Reproduce the line that contains "Note: for this drill, mark the bracelet" and every line after it through the end of the records, exactly, with nothing added.

Information given:
★ ★ ★ ★ ★
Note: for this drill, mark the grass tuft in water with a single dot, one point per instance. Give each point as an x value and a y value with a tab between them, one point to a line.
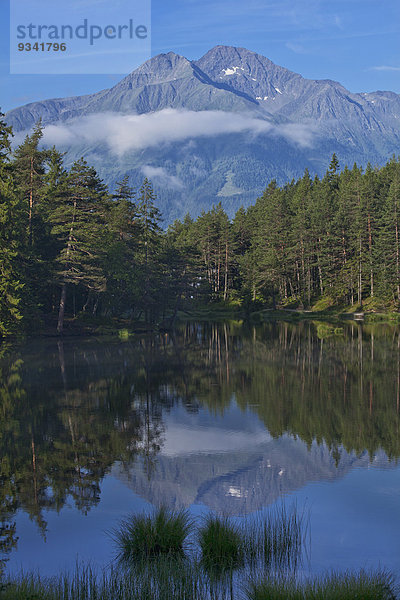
344	586
221	544
142	537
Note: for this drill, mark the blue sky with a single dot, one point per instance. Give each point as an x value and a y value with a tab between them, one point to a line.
356	42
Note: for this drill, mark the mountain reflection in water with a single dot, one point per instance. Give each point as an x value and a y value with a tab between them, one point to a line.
225	415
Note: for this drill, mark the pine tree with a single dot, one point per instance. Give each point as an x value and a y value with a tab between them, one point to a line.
11	241
79	223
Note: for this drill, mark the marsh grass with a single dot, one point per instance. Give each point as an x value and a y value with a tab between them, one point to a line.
377	585
156	561
142	537
282	537
221	543
175	581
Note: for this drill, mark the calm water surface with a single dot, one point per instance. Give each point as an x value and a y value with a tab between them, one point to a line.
222	417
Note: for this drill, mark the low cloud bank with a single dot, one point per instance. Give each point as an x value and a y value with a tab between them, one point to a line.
122	133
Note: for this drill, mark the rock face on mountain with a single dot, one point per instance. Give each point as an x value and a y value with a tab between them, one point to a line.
235	165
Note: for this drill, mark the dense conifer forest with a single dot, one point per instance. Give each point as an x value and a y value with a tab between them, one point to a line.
70	248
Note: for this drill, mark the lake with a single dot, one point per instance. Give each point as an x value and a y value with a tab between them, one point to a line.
226	417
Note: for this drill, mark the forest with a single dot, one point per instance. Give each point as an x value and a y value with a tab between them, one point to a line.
72	249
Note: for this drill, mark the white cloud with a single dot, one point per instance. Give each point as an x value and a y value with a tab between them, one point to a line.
122	133
161	176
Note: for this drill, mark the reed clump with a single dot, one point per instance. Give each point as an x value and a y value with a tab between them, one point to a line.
362	585
221	544
142	537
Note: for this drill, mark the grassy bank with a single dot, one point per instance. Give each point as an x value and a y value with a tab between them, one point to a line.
179	581
168	556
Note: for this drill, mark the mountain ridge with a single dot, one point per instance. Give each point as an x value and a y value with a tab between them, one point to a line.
358	127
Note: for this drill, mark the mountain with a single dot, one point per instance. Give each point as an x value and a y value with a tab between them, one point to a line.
239	482
217	129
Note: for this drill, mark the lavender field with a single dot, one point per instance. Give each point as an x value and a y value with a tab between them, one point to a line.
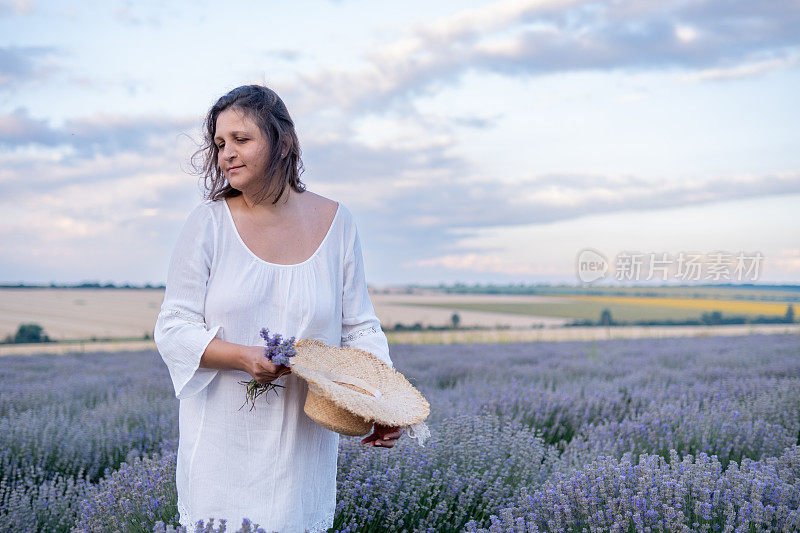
688	434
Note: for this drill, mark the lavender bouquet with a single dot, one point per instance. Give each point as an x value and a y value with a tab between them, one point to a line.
278	350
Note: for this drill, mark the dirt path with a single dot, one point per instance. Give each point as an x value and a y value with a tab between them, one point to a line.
462	336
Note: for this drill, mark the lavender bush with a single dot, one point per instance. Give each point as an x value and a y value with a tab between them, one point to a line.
667	434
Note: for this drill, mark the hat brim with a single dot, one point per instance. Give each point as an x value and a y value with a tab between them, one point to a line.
393	401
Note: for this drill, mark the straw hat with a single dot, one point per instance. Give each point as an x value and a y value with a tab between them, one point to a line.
350	389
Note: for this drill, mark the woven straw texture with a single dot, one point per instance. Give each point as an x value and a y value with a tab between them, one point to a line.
399	404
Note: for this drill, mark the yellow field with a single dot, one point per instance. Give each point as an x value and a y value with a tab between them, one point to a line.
704	304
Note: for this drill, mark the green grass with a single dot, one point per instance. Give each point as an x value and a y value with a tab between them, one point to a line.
570	309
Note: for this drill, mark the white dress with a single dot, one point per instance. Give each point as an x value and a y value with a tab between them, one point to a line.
273	464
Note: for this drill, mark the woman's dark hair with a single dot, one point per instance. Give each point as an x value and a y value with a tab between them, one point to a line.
268	111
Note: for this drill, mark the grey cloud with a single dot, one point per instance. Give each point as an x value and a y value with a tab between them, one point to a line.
557	37
20	64
106	134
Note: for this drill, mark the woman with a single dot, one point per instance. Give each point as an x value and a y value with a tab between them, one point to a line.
260	251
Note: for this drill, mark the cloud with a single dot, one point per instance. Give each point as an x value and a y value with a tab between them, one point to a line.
21	64
17	7
89	136
540	37
745	70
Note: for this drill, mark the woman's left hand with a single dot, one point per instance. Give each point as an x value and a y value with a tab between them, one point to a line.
382	436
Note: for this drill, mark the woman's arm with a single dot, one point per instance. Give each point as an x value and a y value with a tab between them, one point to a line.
223	355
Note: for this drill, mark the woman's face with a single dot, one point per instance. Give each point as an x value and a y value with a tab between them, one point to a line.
243	149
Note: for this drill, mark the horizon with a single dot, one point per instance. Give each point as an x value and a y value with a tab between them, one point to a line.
478	142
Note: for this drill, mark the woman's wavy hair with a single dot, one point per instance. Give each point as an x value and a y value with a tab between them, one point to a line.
269	112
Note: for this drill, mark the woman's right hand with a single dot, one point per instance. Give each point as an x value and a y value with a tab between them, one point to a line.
261	368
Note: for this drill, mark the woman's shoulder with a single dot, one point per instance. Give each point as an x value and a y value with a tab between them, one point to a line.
333	209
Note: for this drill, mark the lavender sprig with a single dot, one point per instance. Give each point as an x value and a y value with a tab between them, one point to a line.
278	350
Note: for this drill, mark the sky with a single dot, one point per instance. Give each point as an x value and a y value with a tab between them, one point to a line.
475	142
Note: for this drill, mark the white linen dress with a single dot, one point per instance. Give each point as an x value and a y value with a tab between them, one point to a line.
273	464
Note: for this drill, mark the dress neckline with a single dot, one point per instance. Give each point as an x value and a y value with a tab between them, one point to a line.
260	260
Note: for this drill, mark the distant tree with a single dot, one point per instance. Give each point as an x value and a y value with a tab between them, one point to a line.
30	333
713	318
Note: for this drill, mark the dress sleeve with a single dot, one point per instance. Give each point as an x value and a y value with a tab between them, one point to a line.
181	334
360	327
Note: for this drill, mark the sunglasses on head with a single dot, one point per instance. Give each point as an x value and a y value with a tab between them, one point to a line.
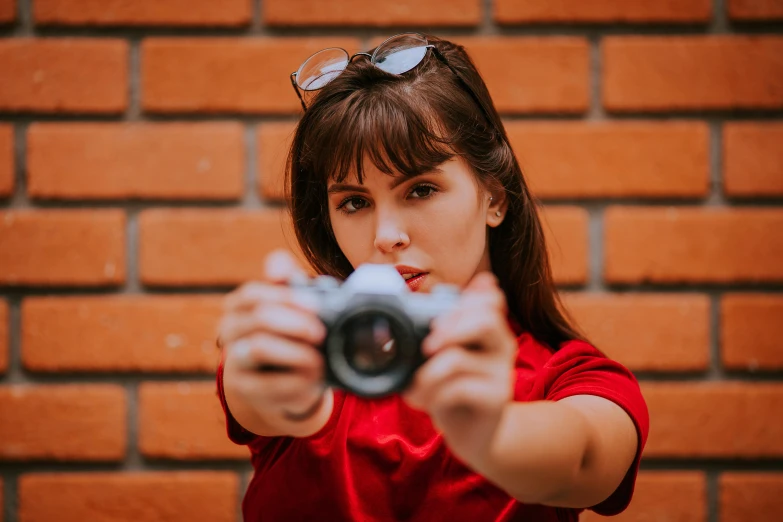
396	55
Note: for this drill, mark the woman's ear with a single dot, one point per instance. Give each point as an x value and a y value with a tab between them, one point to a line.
497	208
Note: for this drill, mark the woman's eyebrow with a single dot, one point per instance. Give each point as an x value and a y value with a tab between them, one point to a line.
396	182
342	187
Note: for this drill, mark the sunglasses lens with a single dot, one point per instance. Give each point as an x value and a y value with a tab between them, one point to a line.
400	54
321	68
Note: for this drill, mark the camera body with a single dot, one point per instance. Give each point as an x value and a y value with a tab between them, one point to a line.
375	326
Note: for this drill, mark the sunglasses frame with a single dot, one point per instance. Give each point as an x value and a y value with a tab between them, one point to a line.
427	45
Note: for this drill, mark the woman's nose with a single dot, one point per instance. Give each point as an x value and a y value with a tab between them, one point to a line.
390	237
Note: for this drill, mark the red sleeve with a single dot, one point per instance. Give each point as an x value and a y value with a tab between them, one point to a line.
236	433
580	369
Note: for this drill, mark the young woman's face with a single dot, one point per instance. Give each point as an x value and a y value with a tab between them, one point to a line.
432	227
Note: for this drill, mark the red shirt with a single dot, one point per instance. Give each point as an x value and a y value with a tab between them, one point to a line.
381	460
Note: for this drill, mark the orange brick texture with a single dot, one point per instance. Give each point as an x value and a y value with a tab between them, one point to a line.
142	153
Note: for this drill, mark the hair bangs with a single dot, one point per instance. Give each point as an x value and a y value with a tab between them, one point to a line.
399	135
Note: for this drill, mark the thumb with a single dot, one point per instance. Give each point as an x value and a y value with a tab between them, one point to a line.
281	266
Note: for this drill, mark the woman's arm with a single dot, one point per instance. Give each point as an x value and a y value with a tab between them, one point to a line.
569	453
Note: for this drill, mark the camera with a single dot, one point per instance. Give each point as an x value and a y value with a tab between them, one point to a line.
375	326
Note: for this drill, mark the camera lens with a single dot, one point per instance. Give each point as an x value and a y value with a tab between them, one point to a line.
371	343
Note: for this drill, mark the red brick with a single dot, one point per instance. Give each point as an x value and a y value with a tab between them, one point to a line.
64	75
559	84
371	13
6	160
62	247
274	140
145	333
208	247
714	419
751	330
566	160
4	332
681	244
647	332
692	73
753	159
602	11
626	159
147	160
184	421
758	10
162	496
663	496
565	230
229	13
7	14
63	422
249	75
749	497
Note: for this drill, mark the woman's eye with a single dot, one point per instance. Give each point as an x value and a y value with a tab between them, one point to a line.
423	191
351	205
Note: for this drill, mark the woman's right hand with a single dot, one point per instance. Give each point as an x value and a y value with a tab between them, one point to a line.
272	367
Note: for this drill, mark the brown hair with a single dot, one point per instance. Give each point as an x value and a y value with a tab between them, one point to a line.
408	124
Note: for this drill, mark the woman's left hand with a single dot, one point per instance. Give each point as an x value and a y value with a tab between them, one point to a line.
468	378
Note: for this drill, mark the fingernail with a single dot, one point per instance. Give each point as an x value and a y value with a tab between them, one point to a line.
241	352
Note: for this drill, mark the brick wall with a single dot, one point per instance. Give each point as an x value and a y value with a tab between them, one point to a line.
141	148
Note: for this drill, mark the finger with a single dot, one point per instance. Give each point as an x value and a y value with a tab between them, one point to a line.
451	362
486	330
271	354
467	394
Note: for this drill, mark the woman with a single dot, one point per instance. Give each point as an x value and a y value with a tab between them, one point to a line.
401	158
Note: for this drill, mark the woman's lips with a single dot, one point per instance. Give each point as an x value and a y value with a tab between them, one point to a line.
415	282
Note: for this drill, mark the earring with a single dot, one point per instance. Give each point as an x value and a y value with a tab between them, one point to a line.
497	212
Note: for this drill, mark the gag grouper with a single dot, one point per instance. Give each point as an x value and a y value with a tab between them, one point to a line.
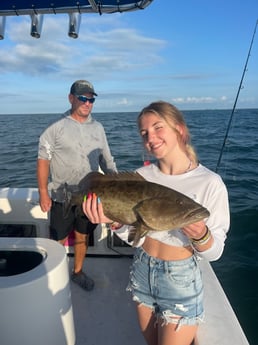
128	198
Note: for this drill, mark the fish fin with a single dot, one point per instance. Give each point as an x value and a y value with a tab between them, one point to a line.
93	179
123	176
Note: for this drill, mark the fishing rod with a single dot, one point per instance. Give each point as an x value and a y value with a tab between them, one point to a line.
233	110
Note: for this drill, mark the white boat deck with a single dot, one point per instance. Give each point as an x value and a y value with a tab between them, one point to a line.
106	315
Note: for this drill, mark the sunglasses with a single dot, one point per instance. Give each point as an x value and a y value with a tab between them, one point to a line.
84	99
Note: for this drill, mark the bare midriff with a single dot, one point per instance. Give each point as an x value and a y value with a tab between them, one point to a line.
164	251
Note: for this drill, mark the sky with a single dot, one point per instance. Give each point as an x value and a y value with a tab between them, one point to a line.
191	53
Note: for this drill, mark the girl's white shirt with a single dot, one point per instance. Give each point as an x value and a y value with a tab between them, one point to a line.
203	186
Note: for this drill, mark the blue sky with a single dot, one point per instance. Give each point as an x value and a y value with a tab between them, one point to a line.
190	53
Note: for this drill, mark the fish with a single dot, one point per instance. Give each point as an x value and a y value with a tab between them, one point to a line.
128	198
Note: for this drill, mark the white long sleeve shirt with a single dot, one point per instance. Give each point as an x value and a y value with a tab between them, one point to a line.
203	186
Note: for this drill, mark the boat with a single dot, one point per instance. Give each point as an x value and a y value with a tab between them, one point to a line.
74	8
106	315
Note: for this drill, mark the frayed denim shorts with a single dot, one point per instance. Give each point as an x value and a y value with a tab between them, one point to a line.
172	289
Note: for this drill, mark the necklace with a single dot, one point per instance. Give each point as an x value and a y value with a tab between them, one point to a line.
189	166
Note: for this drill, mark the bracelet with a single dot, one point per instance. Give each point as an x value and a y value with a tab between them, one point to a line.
204	239
115	225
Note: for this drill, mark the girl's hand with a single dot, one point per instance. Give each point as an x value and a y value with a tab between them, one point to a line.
92	207
195	230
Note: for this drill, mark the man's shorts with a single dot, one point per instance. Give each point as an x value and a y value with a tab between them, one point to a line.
61	227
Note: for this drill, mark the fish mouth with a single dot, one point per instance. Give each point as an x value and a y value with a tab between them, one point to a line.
199	213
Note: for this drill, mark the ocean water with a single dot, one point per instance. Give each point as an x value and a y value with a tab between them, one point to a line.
237	270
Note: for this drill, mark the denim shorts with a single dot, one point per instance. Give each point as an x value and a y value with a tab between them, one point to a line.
172	289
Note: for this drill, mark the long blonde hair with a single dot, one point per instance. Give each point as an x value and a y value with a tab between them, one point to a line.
173	118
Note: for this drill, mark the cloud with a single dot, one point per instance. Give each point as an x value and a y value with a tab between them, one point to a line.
102	50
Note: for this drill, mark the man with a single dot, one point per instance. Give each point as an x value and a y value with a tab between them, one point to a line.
69	149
★ ★ ★ ★ ★
Answer in full:
Note: for this drill, mark the bracelet with a single dot, one point per instance. Give each point as an x value and a y value with a tab between them, one point to a line.
204	239
115	225
Note: for this drill, mark the girl's hand with a single dot, one point per instance. Give each point as an x value and a y value with a tab between them, one point to a line.
92	207
195	230
Note: for this drill, mark the man's shorts with a single dot, one point per instance. Give each point as an x value and a y value with a tab between them, one point to a line.
61	227
Note: for this drill, mark the fish mouth with a single dot, one point per instance. Give each point as an x value and a y value with a tab between them, one point to a line.
199	213
Note: for this drill, mark the ocean water with a single dot, one point per instance. Give each point as an x value and a y value with a tab between them, one point to a line.
237	270
Note: for this drill, mark the denim shorts with a single dot, one point per instance. Give each point as an x value and a y value with a tab between them, one point to a line.
172	289
Note: for this drill, mark the long blonde hair with a single dot, one point per instance. Give each point as an x value and a y value with a tab between them, one point to a line.
173	118
Note: for this drill, mark the cloud with a single dot, one point per instance. Give each point as an x value and a y value with a tab between them, one point to a line.
102	50
Note: for this drill, mark the man with a single dot, one point per instance. Give each point as an x value and a y value with a tab between them, one point to a line.
69	149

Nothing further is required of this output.